GAESA Traps the ‘Wonder City’ in its Tentacles
Parodying Eusebio Leal Spengler’s TV show, I resolve to “walk Havana” to verify that at the intersection of the streets Zulueta and Teniente Rey workers of the Unión de Construcciones Militares (UCM) and the French construction company Bouygues began to erect the socio-administrative building and temporary facilities, thus initiating the reconstruction of the Gran Hotel. Also known as the “100-room hotel”, it is a mass of ruins that for decades has been held up by steel structures to prevent its collapse.
Eight blocks north is the Hotel Regis (Prado and Colón), a building combining eclectic styles from the 19th and 20th centuries. On the verge of collapse, it awaits builders. The building is surrounded by a fence and some panels announcing that the investor is the ALMEST real estate group; the operator, Gaviota; the supplier, TECNOTEX; the builders, UCM and Bouygues (BBI); while project plans are the work of the company Restaura, belonging to the city’s Office of the Historian.
Despite the delays, there have already been notable advances on the Packard Hotel (at Prado and Cárcel), which is about 60% done. According to the schedule, it should be completed this year.

Source data
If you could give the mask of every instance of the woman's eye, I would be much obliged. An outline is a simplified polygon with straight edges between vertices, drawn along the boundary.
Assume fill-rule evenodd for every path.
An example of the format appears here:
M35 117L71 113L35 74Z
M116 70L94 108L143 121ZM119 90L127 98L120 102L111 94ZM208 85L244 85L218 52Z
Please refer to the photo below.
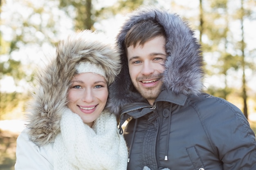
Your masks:
M81 86L74 86L74 88L80 88Z
M102 86L101 85L96 85L95 86L95 88L100 88L101 87L102 87Z

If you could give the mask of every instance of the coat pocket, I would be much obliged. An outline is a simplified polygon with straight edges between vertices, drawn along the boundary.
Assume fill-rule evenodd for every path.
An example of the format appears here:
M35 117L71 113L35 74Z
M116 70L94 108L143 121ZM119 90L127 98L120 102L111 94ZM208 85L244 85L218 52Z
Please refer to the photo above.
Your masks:
M187 148L186 150L191 162L195 168L195 170L204 170L204 167L195 148L192 146Z

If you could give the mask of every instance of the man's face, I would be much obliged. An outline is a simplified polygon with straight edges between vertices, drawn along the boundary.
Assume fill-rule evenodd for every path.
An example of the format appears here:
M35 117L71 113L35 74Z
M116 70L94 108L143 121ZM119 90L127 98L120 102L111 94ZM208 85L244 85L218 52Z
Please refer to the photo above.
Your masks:
M165 69L166 40L157 36L144 46L131 45L127 48L130 75L133 85L151 105L161 92L163 82L161 73Z

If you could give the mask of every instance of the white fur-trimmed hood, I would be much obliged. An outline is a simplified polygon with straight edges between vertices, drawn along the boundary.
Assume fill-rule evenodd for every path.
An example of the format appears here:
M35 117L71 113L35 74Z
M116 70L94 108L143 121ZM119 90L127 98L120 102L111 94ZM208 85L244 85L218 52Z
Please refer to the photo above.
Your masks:
M130 77L124 41L130 29L143 20L154 20L161 25L167 36L167 53L163 73L163 89L175 94L198 95L203 88L204 73L200 46L188 24L177 15L153 7L141 8L128 16L117 37L121 51L122 67L111 86L108 107L118 115L122 106L145 101L135 90Z
M117 48L106 43L104 35L85 30L60 41L49 64L38 71L38 86L29 103L27 125L31 139L43 145L53 142L60 132L60 120L67 108L67 92L75 66L90 61L101 66L111 83L120 69Z

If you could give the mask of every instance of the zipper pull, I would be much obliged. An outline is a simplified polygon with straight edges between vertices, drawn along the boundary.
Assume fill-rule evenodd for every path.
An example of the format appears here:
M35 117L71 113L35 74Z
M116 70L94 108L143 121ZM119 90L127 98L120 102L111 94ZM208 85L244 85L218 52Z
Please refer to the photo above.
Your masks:
M156 108L156 107L155 106L155 105L154 104L152 106L151 106L151 108L150 109L151 110L155 110Z

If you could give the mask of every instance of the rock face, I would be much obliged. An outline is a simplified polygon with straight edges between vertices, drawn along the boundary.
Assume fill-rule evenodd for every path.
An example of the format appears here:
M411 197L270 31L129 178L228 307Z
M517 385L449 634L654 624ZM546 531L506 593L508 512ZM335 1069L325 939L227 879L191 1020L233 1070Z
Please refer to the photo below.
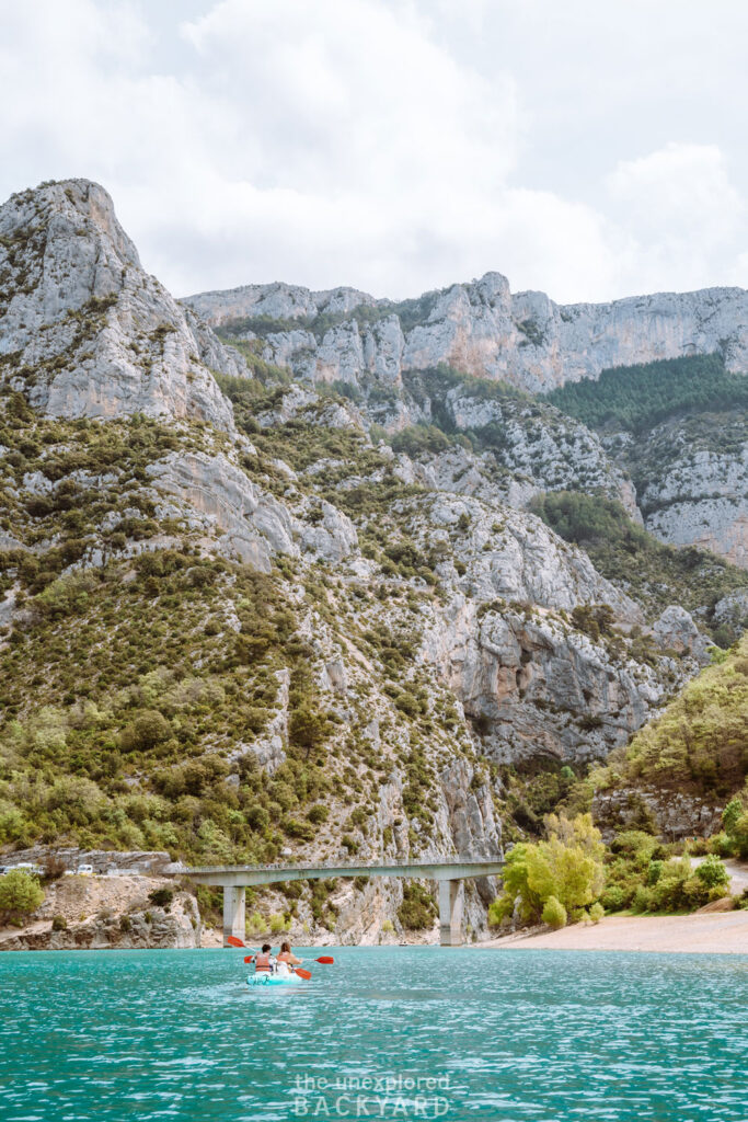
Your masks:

Check your understanding
1. In two sentences, what does the Havana hotels passage report?
2. Can you reproduce the Havana hotels passage word for word, between "Despite the delays, there" and "completed this year.", inclusive?

Task results
1. At the intersection of Zulueta and Teniente Rey, workers from the Unión de Construcciones Militares and the French company Bouygues have begun building facilities to start reconstructing the Gran Hotel, a ruin that steel structures have held up for decades. The Hotel Regis, on the verge of collapse, is waiting for builders from the same two firms, while the Packard Hotel is about 60% done and scheduled for completion this year.

2.
Despite the delays, there have already been notable advances on the Packard Hotel (at Prado and Cárcel), which is about 60% done. According to the schedule, it should be completed this year.